## PROBLEM STATEMENT
Transcribe exactly the line in which "Target: worker in khaki uniform" occurs, plus every line that comes after it up to the end of the entries.

▽

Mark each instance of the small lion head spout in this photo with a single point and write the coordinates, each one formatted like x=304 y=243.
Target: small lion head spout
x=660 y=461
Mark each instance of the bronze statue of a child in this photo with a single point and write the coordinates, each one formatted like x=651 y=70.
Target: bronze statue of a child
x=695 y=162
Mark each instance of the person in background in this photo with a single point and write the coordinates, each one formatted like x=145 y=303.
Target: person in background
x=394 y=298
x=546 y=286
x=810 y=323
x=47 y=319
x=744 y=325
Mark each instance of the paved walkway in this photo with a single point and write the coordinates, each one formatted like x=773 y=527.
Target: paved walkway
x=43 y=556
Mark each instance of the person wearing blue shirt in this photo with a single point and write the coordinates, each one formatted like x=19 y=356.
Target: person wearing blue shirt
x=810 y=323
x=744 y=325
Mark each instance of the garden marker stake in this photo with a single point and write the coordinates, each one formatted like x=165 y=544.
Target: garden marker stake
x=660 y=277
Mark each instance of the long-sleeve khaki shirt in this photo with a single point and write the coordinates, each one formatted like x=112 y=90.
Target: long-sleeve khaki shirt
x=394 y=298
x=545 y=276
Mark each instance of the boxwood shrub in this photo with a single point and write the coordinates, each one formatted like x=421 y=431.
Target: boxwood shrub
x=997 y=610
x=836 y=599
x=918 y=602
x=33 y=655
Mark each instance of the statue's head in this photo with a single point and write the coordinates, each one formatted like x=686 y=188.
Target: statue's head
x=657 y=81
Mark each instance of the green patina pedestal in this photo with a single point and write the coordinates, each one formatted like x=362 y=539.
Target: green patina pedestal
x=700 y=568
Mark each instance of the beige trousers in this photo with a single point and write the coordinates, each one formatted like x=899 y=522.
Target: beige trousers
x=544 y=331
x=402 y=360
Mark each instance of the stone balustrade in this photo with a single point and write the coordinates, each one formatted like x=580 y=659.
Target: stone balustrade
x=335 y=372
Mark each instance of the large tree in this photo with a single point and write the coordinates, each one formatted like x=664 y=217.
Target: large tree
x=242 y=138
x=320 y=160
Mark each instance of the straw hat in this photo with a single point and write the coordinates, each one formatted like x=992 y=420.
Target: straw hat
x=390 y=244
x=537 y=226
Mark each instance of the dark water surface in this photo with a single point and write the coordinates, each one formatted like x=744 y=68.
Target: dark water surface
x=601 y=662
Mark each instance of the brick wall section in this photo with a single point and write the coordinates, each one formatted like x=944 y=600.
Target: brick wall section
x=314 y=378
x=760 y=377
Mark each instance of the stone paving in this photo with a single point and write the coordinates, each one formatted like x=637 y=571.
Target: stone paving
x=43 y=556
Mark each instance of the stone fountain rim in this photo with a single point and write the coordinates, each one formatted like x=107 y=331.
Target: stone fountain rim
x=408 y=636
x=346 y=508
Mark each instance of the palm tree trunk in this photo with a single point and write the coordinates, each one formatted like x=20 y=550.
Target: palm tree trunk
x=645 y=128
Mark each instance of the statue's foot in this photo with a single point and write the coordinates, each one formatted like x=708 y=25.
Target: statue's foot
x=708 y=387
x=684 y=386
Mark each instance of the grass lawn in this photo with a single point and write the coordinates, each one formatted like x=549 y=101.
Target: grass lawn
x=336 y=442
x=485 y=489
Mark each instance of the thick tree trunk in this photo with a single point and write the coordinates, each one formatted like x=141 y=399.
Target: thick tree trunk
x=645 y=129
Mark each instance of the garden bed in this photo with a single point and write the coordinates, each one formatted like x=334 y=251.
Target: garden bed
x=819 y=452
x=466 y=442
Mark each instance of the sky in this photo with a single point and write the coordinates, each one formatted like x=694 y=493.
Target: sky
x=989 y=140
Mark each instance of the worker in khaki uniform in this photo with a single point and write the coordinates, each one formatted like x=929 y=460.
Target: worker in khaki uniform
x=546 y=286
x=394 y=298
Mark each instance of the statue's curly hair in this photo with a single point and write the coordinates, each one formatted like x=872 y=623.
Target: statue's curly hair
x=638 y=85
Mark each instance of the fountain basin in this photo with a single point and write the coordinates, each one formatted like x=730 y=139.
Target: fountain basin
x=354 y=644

△

## SOLVED PROBLEM
Target: worker in khaki uniform
x=546 y=286
x=394 y=298
Mark each instance of the statue's curly hair in this photo with a single point and write the coordinates, each one formatted like x=872 y=623.
Target: statue's curly hair
x=638 y=85
Mark each instance of the fountain basin in this photo with a single point and write the coordinates, each one formatted like x=730 y=139.
Target: fountain basin
x=354 y=644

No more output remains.